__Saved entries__
• • • • • • •

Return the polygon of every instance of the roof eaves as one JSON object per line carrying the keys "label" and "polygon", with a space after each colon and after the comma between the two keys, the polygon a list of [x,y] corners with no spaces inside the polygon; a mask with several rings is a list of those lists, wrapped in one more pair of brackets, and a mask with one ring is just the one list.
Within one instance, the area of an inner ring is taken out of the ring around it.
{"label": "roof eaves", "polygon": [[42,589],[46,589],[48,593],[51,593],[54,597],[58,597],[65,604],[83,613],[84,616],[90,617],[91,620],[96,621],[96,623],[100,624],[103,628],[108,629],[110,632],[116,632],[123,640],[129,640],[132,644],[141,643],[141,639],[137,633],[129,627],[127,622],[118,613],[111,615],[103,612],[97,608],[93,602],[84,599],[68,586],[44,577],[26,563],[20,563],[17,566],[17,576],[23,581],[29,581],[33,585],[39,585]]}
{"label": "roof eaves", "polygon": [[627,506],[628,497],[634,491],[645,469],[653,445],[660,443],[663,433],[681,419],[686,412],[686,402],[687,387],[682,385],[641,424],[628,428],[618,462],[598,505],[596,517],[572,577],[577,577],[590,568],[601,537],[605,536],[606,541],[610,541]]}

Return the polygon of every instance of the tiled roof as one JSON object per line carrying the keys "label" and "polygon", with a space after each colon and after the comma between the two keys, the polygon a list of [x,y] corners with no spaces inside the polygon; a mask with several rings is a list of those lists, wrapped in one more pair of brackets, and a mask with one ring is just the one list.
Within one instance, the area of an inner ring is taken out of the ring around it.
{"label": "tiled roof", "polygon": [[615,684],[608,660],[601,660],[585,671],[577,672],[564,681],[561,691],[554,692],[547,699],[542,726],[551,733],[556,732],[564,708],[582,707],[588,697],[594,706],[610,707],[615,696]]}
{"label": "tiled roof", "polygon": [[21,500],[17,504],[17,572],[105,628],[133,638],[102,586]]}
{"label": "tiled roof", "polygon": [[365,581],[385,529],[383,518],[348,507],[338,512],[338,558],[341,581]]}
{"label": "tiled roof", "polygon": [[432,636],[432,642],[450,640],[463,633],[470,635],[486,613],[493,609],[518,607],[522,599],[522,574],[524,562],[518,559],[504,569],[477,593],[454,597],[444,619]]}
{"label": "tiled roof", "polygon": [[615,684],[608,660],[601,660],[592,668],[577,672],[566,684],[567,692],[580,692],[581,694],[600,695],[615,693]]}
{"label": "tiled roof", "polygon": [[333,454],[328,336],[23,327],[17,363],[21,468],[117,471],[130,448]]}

• • • • • • •

__What the task requires__
Count the lines of the entries above in which the string "several" appears. Supply the number only.

__Solution__
2